**Texto fornecido:**
= = =
O novo material tem despertado interesse como substituto de matérias-primas já utilizadas e como base para elaboração de novos produtos. Estimativas indicam que o preço dos cristais de nanocelulose poderá ser mais do que 20 vezes o da celulose. Segundo estudo realizado pela consultoria norte-americana Market Research Store, o mercado de nanocelulose foi de US$ 65 milhões em 2015. A empresa avalia que esse valor subirá para US$ 530 milhões em 2021, um aumento de 30% ao ano.
Interesse da indústria
O primeiro artigo científico sobre a produção de cristais de nanocelulose foi publicado no começo dos anos 1950 pelo químico sueco Bengt Rånby, do Royal Institute of Technology (KTH). Com forte tradição na indústria de papel e celulose, os suecos inauguraram em 2011 a primeira planta-piloto mundial de extração de nanofibrilas de celulose, do instituto de pesquisa Innventia. O uso de nanocelulose para reforçar materiais como papel, compósitos e plásticos já despertava o interesse da indústria, mas o processo de extração demandava muita energia, inviabilizando o processo.
A Holmen AB, empresa sueca de papel e celulose, tornou-se acionista principal da empresa israelense Melodea, desenvolvedora de um processo industrial para a extração de nanocristais de celulose do lodo resultante da fabricação de papel. A empresa pesquisa o uso desse material em espumas sem nenhum tipo de componente plástico e como forma de aumentar a resistência de embalagens, papéis, colas acrílicas e tintas. Em uma parceria da Melodea com a Holmen AB, o Instituto Rise (iniciativa do governo sueco na área de inovação que reúne o Innventia e outros institutos) e o MoRe Research (empresa sueca de P&D para a indústria florestal) estão construindo a primeira planta-piloto de nanocristais de celulose na Europa, a 500 quilômetros de Estocolmo, na Suécia.
= = =
**Material fornecido:**
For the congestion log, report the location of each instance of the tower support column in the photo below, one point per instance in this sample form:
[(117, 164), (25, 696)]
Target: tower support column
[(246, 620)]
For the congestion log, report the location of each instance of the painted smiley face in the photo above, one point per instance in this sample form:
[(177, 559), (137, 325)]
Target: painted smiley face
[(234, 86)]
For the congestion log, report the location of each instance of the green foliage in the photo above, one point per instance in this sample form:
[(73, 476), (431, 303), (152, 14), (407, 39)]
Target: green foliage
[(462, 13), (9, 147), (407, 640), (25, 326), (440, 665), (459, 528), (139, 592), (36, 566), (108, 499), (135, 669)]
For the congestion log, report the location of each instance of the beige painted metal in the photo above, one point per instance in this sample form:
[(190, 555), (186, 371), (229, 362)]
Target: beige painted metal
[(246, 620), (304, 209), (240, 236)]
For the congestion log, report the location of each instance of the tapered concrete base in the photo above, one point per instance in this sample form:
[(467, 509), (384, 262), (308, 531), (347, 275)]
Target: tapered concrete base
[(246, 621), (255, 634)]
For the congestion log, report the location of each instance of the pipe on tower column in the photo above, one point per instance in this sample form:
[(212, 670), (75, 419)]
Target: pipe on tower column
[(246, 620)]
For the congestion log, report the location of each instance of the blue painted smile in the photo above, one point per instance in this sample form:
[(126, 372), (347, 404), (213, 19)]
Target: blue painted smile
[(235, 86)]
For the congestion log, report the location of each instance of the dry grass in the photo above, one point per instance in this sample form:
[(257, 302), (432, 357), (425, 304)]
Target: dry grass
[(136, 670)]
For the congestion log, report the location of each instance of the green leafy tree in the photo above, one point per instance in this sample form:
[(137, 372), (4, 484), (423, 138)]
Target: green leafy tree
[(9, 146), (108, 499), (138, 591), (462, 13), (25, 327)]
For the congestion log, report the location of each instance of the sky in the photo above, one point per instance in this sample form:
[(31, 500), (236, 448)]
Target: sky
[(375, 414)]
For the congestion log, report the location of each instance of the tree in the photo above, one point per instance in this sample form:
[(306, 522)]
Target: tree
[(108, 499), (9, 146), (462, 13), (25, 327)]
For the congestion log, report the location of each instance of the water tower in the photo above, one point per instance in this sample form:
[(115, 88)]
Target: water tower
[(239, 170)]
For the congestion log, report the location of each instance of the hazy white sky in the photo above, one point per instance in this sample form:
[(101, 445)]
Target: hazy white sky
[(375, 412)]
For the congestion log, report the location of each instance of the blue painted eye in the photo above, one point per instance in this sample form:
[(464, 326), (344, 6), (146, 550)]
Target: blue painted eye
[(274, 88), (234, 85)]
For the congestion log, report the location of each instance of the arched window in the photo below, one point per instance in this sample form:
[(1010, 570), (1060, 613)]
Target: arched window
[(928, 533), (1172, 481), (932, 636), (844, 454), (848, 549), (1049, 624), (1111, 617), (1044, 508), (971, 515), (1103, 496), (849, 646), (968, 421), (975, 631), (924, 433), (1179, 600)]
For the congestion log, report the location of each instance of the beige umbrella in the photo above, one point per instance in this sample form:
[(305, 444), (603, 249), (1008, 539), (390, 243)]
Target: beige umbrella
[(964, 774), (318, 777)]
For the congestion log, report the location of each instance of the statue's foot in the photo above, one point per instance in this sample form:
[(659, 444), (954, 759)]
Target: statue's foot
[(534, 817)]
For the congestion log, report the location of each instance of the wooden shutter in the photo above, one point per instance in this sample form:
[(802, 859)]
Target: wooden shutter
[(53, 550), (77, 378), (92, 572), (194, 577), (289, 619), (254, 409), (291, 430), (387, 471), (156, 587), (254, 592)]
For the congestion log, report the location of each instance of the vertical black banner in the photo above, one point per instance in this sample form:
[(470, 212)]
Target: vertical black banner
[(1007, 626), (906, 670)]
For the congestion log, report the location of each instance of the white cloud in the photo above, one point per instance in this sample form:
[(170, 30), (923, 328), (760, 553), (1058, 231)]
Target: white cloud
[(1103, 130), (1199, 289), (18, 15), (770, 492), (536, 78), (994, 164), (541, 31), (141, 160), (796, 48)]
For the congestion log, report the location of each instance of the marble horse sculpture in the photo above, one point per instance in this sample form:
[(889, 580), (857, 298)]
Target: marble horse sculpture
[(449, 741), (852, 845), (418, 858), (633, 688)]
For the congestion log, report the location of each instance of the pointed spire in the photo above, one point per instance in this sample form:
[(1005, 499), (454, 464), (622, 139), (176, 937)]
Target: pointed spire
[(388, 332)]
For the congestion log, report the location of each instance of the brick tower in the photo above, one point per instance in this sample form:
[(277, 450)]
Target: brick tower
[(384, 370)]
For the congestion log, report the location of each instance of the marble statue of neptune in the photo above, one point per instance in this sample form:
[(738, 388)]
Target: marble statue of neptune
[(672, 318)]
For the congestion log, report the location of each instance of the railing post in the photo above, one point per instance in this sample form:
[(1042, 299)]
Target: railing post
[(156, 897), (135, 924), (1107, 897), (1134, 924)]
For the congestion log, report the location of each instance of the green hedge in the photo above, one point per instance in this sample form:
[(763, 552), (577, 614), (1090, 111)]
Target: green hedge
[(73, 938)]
= = =
**Tarefas a realizar:**
1) Indique se cada afirmação concorda com o texto sobre a nanocelulose, respondendo sim ou não e citando as palavras do texto que decidem a questão: (a) o mercado de nanocelulose foi de US$ 65 milhões em 2015; (b) a primeira planta-piloto mundial de extração de nanofibrilas de celulose foi inaugurada pelos noruegueses; (c) a primeira planta-piloto de nanocristais de celulose na Europa está sendo construída a 500 quilômetros de Estocolmo.
2) Renomeie "congestion log" para "traffic report" nas linhas dos registros entre a que contém "of the arched" e a que contém "[(388, 332)]", inclusive, mantendo todo o resto inalterado. Apresente apenas essas linhas.
O texto e os registros não têm relação entre si.

**Respostas dos exercícios:**
1)
(a) Sim: "o mercado de nanocelulose foi de US$ 65 milhões em 2015".
(b) Não: "os suecos inauguraram em 2011 a primeira planta-piloto mundial de extração de nanofibrilas de celulose".
(c) Sim: "estão construindo a primeira planta-piloto de nanocristais de celulose na Europa, a 500 quilômetros de Estocolmo, na Suécia".

2)
For the traffic report, report the location of each instance of the arched window in the photo below, one point per instance in this sample form:
[(1010, 570), (1060, 613)]
Target: arched window
[(928, 533), (1172, 481), (932, 636), (844, 454), (848, 549), (1049, 624), (1111, 617), (1044, 508), (971, 515), (1103, 496), (849, 646), (968, 421), (975, 631), (924, 433), (1179, 600)]
For the traffic report, report the location of each instance of the beige umbrella in the photo above, one point per instance in this sample form:
[(305, 444), (603, 249), (1008, 539), (390, 243)]
Target: beige umbrella
[(964, 774), (318, 777)]
For the traffic report, report the location of each instance of the statue's foot in the photo above, one point per instance in this sample form:
[(659, 444), (954, 759)]
Target: statue's foot
[(534, 817)]
For the traffic report, report the location of each instance of the wooden shutter in the photo above, one point per instance in this sample form:
[(802, 859)]
Target: wooden shutter
[(53, 550), (77, 378), (92, 572), (194, 577), (289, 619), (254, 409), (291, 430), (387, 471), (156, 587), (254, 592)]
For the traffic report, report the location of each instance of the vertical black banner in the photo above, one point per instance in this sample form:
[(470, 212)]
Target: vertical black banner
[(1007, 626), (906, 670)]
For the traffic report, report the location of each instance of the white cloud in the photo above, one point per instance in this sample form:
[(170, 30), (923, 328), (760, 553), (1058, 231)]
Target: white cloud
[(1103, 130), (1199, 289), (18, 15), (770, 492), (536, 78), (994, 164), (541, 31), (141, 160), (796, 48)]
For the traffic report, report the location of each instance of the marble horse sculpture in the photo above, one point per instance in this sample form:
[(889, 580), (857, 298)]
Target: marble horse sculpture
[(449, 741), (852, 845), (418, 858), (633, 688)]
For the traffic report, report the location of each instance of the pointed spire in the photo above, one point per instance in this sample form:
[(1005, 499), (454, 464), (622, 139), (176, 937)]
Target: pointed spire
[(388, 332)]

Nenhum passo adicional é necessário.